Excerpts of labeled region data:
<<<<
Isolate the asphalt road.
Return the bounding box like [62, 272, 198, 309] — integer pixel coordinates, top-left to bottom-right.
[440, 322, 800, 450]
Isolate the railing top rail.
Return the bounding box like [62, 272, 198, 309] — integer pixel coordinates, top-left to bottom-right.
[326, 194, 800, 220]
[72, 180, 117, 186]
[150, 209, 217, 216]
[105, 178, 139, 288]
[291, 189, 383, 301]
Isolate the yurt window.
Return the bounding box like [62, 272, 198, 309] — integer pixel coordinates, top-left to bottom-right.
>>>>
<<<<
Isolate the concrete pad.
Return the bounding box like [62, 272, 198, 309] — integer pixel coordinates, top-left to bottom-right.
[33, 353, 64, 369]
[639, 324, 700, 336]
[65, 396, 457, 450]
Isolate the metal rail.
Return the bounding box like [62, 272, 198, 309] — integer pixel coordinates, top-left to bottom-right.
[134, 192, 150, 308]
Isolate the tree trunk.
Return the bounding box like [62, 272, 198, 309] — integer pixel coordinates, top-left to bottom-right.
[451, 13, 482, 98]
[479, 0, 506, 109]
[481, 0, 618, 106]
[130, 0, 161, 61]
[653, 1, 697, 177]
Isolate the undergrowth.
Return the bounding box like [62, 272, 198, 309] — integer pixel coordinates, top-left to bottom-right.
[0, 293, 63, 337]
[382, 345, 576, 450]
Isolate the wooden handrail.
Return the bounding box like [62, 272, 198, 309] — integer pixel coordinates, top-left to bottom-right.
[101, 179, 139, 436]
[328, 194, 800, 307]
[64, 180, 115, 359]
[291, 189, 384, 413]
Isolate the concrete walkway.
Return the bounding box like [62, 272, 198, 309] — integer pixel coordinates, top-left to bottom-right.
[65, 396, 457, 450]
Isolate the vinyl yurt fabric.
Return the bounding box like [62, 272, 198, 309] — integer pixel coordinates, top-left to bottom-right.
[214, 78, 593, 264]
>>>>
Gather every line of the rows that contains the word "yurt" and copy each one out.

Isolate the yurt window.
Isolate the vinyl yurt fabric.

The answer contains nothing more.